| EXERCISE REQUIREMENTS |
The entries that follow should be written out exactly.
============================================================
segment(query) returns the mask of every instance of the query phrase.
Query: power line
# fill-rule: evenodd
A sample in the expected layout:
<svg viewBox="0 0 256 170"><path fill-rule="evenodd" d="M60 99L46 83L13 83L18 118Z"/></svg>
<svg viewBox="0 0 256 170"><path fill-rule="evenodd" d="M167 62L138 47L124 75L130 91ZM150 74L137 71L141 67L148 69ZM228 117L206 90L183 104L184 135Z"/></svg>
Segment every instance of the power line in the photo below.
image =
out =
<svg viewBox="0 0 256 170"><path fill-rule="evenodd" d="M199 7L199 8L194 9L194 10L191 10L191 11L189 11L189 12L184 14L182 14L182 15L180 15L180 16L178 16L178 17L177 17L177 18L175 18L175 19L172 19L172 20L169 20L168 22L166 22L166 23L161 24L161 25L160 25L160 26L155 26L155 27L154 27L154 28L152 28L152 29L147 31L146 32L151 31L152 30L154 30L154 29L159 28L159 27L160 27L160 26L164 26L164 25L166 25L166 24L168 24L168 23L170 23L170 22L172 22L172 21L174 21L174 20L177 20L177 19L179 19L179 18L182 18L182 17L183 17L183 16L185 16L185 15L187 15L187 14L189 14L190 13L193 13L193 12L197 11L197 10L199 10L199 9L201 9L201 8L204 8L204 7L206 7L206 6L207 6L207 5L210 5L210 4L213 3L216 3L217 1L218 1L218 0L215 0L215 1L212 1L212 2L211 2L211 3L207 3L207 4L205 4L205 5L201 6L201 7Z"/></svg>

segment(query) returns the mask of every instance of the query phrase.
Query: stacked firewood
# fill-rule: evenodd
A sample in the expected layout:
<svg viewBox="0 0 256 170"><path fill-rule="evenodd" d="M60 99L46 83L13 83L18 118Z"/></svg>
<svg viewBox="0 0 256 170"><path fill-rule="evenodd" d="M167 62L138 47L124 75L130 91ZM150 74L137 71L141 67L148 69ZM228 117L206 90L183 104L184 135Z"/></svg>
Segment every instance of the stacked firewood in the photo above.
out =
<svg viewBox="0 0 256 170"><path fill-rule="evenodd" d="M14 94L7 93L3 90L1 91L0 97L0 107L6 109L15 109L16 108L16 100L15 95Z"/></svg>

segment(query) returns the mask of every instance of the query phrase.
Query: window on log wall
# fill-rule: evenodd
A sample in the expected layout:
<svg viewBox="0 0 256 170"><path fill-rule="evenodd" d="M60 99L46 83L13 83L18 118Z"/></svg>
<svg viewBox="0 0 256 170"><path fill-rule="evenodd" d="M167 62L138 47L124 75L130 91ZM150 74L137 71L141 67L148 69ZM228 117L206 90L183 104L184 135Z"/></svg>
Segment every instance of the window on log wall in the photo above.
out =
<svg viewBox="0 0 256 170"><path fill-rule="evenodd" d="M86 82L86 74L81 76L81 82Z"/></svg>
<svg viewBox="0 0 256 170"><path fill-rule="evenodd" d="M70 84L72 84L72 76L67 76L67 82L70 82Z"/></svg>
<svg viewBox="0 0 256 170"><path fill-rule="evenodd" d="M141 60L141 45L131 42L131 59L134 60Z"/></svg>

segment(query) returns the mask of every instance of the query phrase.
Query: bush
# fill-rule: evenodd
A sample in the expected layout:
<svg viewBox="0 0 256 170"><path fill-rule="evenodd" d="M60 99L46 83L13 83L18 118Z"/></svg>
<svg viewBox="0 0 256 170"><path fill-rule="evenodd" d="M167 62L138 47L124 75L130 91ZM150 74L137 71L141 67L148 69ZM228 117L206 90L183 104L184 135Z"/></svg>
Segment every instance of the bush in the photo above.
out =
============================================================
| WORKED ANSWER |
segment(query) returns the mask of every instance of the query phrase.
Query: power line
# fill-rule: evenodd
A sample in the expected layout:
<svg viewBox="0 0 256 170"><path fill-rule="evenodd" d="M60 99L46 83L13 83L18 118Z"/></svg>
<svg viewBox="0 0 256 170"><path fill-rule="evenodd" d="M167 62L138 47L124 75L130 91ZM150 74L137 71L141 67L148 69ZM228 117L206 90L183 104L184 135Z"/></svg>
Segment every instance of the power line in the photo below.
image =
out =
<svg viewBox="0 0 256 170"><path fill-rule="evenodd" d="M199 7L199 8L194 9L194 10L191 10L191 11L189 11L189 12L184 14L182 14L182 15L180 15L180 16L178 16L178 17L177 17L177 18L175 18L175 19L172 19L172 20L169 20L168 22L166 22L166 23L161 24L161 25L160 25L160 26L155 26L155 27L154 27L154 28L152 28L152 29L147 31L146 32L151 31L152 30L154 30L154 29L159 28L159 27L160 27L160 26L164 26L164 25L166 25L166 24L168 24L168 23L170 23L170 22L172 22L172 21L174 21L174 20L177 20L177 19L179 19L179 18L182 18L182 17L183 17L183 16L185 16L185 15L187 15L187 14L189 14L190 13L193 13L193 12L197 11L197 10L199 10L199 9L201 9L201 8L204 8L204 7L206 7L206 6L207 6L207 5L210 5L210 4L213 3L216 3L217 1L218 1L218 0L215 0L215 1L212 1L212 2L211 2L211 3L207 3L207 4L205 4L205 5L201 6L201 7Z"/></svg>

segment(query) returns the mask of every instance of the query phrase.
Query: stacked firewood
# fill-rule: evenodd
A sample in the expected layout:
<svg viewBox="0 0 256 170"><path fill-rule="evenodd" d="M60 99L46 83L13 83L18 118Z"/></svg>
<svg viewBox="0 0 256 170"><path fill-rule="evenodd" d="M167 62L138 47L124 75L130 91ZM150 74L137 71L141 67L148 69ZM228 117L206 90L183 104L184 135Z"/></svg>
Segment every instance of the stacked firewood in the photo above.
out =
<svg viewBox="0 0 256 170"><path fill-rule="evenodd" d="M14 94L7 93L3 90L1 91L0 97L0 107L6 109L15 109L16 108L16 100L15 95Z"/></svg>

segment(query) returns the mask of every instance of the query phrase.
Query: window on log wall
# fill-rule: evenodd
A sample in the expected layout:
<svg viewBox="0 0 256 170"><path fill-rule="evenodd" d="M60 99L46 83L13 83L18 118Z"/></svg>
<svg viewBox="0 0 256 170"><path fill-rule="evenodd" d="M167 62L138 47L124 75L130 91ZM150 74L137 71L141 67L148 69ZM228 117L206 90L183 104L184 135Z"/></svg>
Segment every instance of the window on log wall in the photo above.
out =
<svg viewBox="0 0 256 170"><path fill-rule="evenodd" d="M86 82L86 74L81 76L81 82Z"/></svg>
<svg viewBox="0 0 256 170"><path fill-rule="evenodd" d="M70 84L72 84L72 76L67 76L67 82L70 82Z"/></svg>
<svg viewBox="0 0 256 170"><path fill-rule="evenodd" d="M141 60L141 45L131 42L131 59L134 60Z"/></svg>

segment(query) returns the mask of every instance of the query phrase.
Query: bush
# fill-rule: evenodd
A sample in the expected layout:
<svg viewBox="0 0 256 170"><path fill-rule="evenodd" d="M60 99L46 83L13 83L18 118Z"/></svg>
<svg viewBox="0 0 256 170"><path fill-rule="evenodd" d="M167 62L138 47L124 75L130 91ZM150 74L137 71L141 67L148 69ZM228 117L206 90L183 104L184 135Z"/></svg>
Segment every instance of the bush in the photo above.
out =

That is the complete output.